Given problem: Repeat the data from the line containing "bike. Keep to one point per instance." up to and including the line containing "leg. Keep to one point per instance.", swapping "practice" for "exercise" and leaving everything else unchanged.

The records:
----------

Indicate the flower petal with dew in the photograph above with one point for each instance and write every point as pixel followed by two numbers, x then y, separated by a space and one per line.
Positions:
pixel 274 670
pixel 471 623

----------

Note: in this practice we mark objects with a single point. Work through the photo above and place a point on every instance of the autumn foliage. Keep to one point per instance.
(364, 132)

----------

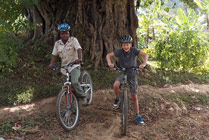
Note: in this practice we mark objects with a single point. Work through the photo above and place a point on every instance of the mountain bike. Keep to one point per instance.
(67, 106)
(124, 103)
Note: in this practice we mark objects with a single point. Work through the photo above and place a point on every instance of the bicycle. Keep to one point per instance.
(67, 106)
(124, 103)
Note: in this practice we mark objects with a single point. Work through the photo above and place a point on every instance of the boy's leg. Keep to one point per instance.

----------

Task solution:
Note: in this exercise we mark objects with a single point. Work through the photo above and place a point on every instance of the mountain bike. Keep to one point per instance.
(67, 106)
(124, 103)
Note: in this exercise we mark objects with a single point. Work through the photo above and place a point on every instance of the bicycle. Keep to one point per instance.
(67, 106)
(124, 103)
Note: in this exercise we mark objects with a single point. Work through the photo above and place a point on every instance of the boy's leg. Keep to one point per instance.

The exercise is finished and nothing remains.